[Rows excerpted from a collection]
====================

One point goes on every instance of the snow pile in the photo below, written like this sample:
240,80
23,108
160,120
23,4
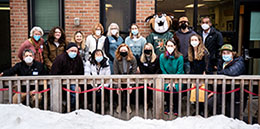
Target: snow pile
22,117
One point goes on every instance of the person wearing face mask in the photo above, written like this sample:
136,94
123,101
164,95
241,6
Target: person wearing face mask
183,34
136,42
125,62
27,67
213,40
79,39
198,55
35,43
231,65
69,63
112,42
96,40
171,62
97,64
55,45
149,61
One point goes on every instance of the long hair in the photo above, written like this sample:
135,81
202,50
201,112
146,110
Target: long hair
93,61
82,44
153,56
129,56
130,33
51,36
95,27
201,49
176,53
109,29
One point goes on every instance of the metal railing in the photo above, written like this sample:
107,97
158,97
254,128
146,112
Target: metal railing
144,94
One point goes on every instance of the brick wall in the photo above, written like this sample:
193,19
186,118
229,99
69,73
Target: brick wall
86,10
18,26
144,8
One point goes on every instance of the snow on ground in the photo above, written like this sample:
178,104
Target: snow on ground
22,117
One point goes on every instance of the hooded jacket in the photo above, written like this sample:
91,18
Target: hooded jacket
184,42
234,68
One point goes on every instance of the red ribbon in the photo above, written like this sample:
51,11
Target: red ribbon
72,91
249,92
133,88
35,92
4,89
235,90
150,88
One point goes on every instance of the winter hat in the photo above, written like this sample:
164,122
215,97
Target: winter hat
71,44
226,47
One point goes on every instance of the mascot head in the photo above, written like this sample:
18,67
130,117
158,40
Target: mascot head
160,23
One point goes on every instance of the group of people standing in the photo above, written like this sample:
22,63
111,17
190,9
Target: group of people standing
186,52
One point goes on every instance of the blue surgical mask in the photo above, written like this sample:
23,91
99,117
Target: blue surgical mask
99,59
227,58
134,32
36,37
72,55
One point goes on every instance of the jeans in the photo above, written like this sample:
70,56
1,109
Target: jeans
72,96
186,67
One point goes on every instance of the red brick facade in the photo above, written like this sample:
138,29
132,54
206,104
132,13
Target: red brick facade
86,10
19,26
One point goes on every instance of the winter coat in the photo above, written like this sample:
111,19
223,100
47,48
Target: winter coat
184,42
22,69
110,46
64,65
171,65
50,52
213,42
150,67
158,41
199,66
92,69
93,43
131,66
36,47
136,46
234,68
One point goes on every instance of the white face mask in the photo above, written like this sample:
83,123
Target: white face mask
170,49
113,32
205,26
98,32
28,59
194,43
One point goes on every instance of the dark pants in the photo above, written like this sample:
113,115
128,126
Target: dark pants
175,101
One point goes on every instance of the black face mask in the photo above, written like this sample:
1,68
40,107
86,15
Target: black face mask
148,52
124,54
183,26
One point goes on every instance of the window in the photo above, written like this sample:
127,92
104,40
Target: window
46,14
121,12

====================

Rewrite all of the rows above, changing every "winter coat" to "parka" and keeping everything else the same. Leave the pictures out.

## Exercise output
One point goes on every instance of the snow pile in the photo below, written like this sample:
240,80
23,108
160,120
23,4
Target: snow pile
22,117
One point goes on every instance of the person wearing face mask in the photo above, written like this sample:
136,94
123,101
164,95
241,6
Target: person wearing face mask
183,34
136,42
125,62
27,67
213,40
79,39
198,55
35,43
231,65
69,63
112,42
96,40
171,62
97,64
55,45
149,61
One point goes on every instance of the long hair in the photo above, written like this sample:
135,81
202,50
201,112
146,110
Target: long hair
93,61
82,44
153,56
129,56
130,33
51,36
95,27
201,49
176,53
109,29
One point goes on every instance of the metal railing in the photo above, written like this sample:
107,97
158,97
254,128
146,112
Target: metal railing
144,94
One point goes on every instance of the brick wall in the photo above, written like this sample:
193,19
186,118
229,99
69,73
Target: brick wall
86,10
18,26
144,8
One point goes on every instance of the snow on ground in the photo above, written like this sample:
178,104
Target: snow on ground
22,117
One point goes on every instance of the hooded jacket in the photo above, written like this sample:
91,18
Target: hooded jacket
184,42
234,68
One point goes on every instance of the red ribbon in the photo above, written like this sample:
51,11
Target: red ribbon
72,91
249,92
133,88
35,92
4,89
235,90
150,88
One point goes on every instance of the winter hat in the photo above, written like this sample:
164,122
215,97
Target: winter hat
71,44
226,47
One point goes on every instance of the mascot head in the photo above, written like this sample:
18,67
130,117
158,40
Target: mascot head
160,23
One point goes on every instance of the group of people standing in the photo above, written like this sample:
22,63
111,17
190,9
Target: group of people standing
186,52
One point goes on every instance of the blue surgical mask in the photo above, written like this sample:
23,91
99,117
Target: blue surgical mask
99,59
227,58
134,32
36,37
72,55
One point goes on every instance of the jeans in the photo above, written like this sample:
70,56
1,109
Target: jeans
72,96
186,67
One point goes on every instance of the red brick facade in the photo above, written like this sample:
138,29
132,54
206,104
132,13
Target: red brick facade
86,10
19,26
One point goes on every instance of the parka in the photo above, written like this sample:
111,19
223,100
47,48
Target: parka
184,42
22,69
110,46
64,65
171,65
50,52
213,42
150,67
158,41
199,66
92,69
93,43
131,66
36,47
136,46
234,68
One point goes on every instance of the white face mask in the photo above, written like this sample:
83,123
Target: white face mask
170,49
113,32
205,26
98,32
28,59
194,43
One point goes on every instance of the dark pants in the photo above, written like this sample:
113,115
128,126
Target: dark pants
175,101
One point goes on every instance of the black face mask in the photo above, written like this sample:
1,68
40,107
86,15
Target: black face mask
148,52
124,54
183,26
One point goes on every instance of the window in the photo above, written like this sample:
127,92
104,40
Target: window
46,14
121,12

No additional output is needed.